DATA PROVIDED:
---*---
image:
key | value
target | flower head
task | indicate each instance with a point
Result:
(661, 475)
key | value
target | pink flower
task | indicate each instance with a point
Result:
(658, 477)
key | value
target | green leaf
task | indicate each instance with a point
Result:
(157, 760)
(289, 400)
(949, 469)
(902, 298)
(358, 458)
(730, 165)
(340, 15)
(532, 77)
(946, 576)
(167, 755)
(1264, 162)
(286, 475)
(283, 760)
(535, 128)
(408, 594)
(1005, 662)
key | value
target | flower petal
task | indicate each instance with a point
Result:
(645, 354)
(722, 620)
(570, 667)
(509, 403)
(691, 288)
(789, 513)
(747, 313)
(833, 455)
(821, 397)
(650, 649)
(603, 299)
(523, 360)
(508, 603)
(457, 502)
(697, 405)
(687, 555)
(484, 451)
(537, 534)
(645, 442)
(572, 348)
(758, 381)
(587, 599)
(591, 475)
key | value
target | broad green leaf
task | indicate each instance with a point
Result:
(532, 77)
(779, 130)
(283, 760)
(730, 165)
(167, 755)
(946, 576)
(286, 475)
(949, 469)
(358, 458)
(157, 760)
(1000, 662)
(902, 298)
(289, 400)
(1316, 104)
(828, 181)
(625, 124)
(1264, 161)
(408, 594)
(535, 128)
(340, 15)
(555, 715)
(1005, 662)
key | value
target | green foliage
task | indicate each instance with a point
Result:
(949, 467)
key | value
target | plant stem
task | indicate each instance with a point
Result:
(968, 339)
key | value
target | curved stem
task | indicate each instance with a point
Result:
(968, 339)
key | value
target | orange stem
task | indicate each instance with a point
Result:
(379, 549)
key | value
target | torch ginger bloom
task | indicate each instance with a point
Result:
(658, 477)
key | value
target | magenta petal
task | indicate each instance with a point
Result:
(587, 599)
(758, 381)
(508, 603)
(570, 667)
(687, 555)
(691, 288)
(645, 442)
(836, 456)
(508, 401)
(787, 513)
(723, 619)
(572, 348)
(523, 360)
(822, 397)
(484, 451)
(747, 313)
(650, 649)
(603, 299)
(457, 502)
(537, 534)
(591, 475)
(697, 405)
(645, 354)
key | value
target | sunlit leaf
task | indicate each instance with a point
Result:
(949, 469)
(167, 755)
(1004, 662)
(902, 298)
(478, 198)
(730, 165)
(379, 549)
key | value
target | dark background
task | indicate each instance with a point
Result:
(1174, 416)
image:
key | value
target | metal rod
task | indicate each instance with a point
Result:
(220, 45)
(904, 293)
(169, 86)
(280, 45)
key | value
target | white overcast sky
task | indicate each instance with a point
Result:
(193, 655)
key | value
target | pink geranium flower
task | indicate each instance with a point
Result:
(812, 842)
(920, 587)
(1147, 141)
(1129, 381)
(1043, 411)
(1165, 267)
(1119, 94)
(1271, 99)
---*---
Write a verbatim copy of the listing above.

EXPECTED OUTPUT:
image:
key | value
target | flower head
task | indicate each instance with a point
Result:
(661, 475)
key | value
target | pink flower
task | indicate each instance with a point
Result:
(658, 477)
key | value
target | green leaf
task | indicate each instance with a point
Result:
(157, 760)
(289, 400)
(949, 469)
(902, 298)
(358, 458)
(730, 165)
(340, 15)
(532, 77)
(946, 576)
(167, 755)
(1264, 162)
(286, 475)
(283, 760)
(535, 128)
(408, 594)
(1005, 662)
key | value
target | flower petal
task | indicate each instance with a point
Result:
(645, 354)
(722, 620)
(570, 667)
(509, 403)
(691, 288)
(789, 513)
(747, 313)
(833, 455)
(821, 397)
(650, 649)
(603, 299)
(523, 360)
(508, 603)
(457, 502)
(697, 405)
(687, 555)
(484, 451)
(537, 534)
(645, 442)
(572, 348)
(758, 381)
(587, 599)
(591, 475)
key | value
target | broad green leaf
task | indicate each instance with a point
Result:
(532, 77)
(779, 130)
(283, 760)
(730, 165)
(167, 755)
(946, 576)
(286, 475)
(949, 469)
(358, 458)
(157, 760)
(1000, 662)
(902, 298)
(289, 400)
(1316, 104)
(828, 181)
(625, 124)
(1264, 161)
(408, 594)
(535, 128)
(340, 15)
(555, 715)
(1005, 662)
key | value
target | green foliage
task | indicate each instance with a point
Result:
(949, 467)
key | value
target | plant stem
task | indicate each instance with a point
Result:
(968, 339)
key | value
target | curved stem
task | indicate each instance with a point
Result:
(968, 339)
key | value
target | orange stem
task | indicate each instance with a point
Result:
(379, 549)
key | value
target | torch ginger bloom
task | indicate each instance with a point
Result:
(658, 477)
key | value
target | magenta petal
task | indicate each instance with a point
Result:
(587, 599)
(758, 381)
(508, 603)
(570, 667)
(687, 555)
(691, 288)
(645, 442)
(836, 456)
(508, 401)
(787, 513)
(723, 619)
(572, 348)
(523, 360)
(822, 397)
(484, 451)
(747, 313)
(650, 649)
(603, 299)
(457, 502)
(537, 534)
(591, 475)
(697, 405)
(645, 354)
key | value
target | sunlit leaf
task | indicate each instance with a point
Result:
(949, 469)
(167, 755)
(1004, 662)
(902, 298)
(478, 198)
(730, 165)
(379, 549)
key | value
target | dark background
task | indicate each instance with a point
Result:
(1174, 416)
image:
key | value
target | metal rod
task | indicate each instance with a point
Result:
(220, 45)
(904, 293)
(169, 86)
(280, 45)
key | value
target | white overcast sky
task | indicate each instance with a point
Result:
(193, 655)
key | value
target | pink geranium flower
task | indicate each instance with a point
Result:
(812, 842)
(920, 587)
(1147, 141)
(1129, 381)
(1043, 411)
(1165, 267)
(1119, 94)
(1271, 99)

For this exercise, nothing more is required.